Pick out every line below that contains the string "asphalt" and copy each one.
━━━━━ DATASET ENTRIES
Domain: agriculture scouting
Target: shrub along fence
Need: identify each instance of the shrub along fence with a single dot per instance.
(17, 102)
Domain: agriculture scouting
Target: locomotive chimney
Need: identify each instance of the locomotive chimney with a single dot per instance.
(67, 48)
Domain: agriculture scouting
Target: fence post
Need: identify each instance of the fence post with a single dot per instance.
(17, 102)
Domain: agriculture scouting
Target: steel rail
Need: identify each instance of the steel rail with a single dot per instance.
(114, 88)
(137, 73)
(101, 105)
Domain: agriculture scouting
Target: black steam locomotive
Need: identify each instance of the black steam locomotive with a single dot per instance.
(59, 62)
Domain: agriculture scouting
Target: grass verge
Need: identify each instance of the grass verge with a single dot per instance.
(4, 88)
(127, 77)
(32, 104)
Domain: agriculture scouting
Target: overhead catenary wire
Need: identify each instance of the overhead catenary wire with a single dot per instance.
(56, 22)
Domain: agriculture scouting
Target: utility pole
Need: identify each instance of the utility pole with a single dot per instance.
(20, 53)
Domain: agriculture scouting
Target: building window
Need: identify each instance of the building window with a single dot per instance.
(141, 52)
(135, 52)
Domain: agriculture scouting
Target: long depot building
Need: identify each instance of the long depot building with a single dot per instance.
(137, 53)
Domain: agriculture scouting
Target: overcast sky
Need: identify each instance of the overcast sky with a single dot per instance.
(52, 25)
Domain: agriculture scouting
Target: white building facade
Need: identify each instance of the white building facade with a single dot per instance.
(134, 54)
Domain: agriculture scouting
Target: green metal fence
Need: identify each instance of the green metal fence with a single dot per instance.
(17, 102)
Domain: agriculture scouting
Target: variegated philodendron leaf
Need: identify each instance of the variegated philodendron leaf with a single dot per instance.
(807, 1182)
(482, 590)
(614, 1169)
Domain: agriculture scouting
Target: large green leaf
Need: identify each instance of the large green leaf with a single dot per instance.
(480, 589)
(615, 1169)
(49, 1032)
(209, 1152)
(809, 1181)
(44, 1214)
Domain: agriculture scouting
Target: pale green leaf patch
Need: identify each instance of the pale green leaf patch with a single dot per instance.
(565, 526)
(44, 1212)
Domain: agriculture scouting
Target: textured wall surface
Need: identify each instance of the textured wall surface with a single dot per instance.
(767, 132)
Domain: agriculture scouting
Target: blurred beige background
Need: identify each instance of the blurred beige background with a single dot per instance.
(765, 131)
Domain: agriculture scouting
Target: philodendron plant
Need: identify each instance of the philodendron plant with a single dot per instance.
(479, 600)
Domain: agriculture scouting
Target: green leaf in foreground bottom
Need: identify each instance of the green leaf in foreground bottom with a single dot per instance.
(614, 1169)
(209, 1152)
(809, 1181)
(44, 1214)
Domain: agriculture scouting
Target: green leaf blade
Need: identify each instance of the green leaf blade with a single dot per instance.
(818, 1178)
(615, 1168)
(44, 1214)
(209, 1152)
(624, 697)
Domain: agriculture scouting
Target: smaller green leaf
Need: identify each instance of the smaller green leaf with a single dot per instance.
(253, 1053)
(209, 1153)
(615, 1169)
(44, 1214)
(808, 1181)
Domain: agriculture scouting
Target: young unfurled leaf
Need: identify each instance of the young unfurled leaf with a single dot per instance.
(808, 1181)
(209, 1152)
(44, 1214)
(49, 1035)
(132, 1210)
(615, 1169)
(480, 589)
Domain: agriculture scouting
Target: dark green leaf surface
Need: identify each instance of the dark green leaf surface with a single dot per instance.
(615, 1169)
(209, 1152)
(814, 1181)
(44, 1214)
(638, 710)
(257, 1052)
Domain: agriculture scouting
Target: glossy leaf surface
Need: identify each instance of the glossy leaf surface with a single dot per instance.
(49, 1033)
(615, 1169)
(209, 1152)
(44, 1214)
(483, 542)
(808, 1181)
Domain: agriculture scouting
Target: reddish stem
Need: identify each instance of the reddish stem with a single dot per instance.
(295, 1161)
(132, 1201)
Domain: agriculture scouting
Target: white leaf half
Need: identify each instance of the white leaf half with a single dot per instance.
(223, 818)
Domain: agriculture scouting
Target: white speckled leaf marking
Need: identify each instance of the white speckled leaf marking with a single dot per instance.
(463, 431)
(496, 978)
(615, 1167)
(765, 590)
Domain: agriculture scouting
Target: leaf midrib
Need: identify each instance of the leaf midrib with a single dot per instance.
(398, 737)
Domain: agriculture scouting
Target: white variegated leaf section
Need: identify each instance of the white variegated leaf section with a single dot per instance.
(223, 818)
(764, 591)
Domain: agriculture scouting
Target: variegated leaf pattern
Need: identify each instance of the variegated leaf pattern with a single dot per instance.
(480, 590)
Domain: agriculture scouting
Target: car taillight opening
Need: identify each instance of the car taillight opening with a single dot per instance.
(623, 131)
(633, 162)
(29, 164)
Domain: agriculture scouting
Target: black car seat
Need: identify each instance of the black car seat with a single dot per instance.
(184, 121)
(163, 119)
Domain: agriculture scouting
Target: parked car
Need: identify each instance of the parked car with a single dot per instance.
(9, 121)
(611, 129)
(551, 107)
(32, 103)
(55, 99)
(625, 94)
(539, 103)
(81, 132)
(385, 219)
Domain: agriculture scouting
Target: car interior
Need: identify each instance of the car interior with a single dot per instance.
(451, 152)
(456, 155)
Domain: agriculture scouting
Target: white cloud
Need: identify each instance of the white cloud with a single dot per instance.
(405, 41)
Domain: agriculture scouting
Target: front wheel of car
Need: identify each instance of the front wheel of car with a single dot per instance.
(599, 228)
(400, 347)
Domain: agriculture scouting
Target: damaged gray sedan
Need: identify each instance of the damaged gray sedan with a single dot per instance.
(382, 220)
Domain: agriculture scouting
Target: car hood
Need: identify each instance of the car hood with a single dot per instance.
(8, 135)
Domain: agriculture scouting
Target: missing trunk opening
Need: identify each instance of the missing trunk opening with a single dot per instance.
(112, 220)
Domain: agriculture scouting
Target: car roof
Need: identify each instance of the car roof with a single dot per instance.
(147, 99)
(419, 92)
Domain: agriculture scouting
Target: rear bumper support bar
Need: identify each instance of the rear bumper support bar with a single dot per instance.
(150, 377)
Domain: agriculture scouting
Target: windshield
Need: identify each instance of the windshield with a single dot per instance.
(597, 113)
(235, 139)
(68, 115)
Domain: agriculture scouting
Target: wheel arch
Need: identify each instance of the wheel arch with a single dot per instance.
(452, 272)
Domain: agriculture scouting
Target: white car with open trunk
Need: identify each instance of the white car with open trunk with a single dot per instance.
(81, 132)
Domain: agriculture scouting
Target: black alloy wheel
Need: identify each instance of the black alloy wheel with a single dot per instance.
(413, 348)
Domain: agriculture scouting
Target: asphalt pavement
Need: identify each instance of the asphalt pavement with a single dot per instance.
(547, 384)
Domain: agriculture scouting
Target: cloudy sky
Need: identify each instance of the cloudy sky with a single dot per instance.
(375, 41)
━━━━━━━━━━
▶ _REPLY_:
Target: asphalt pavement
Need: identify each instance of the asphalt pavement with a single dot per instance.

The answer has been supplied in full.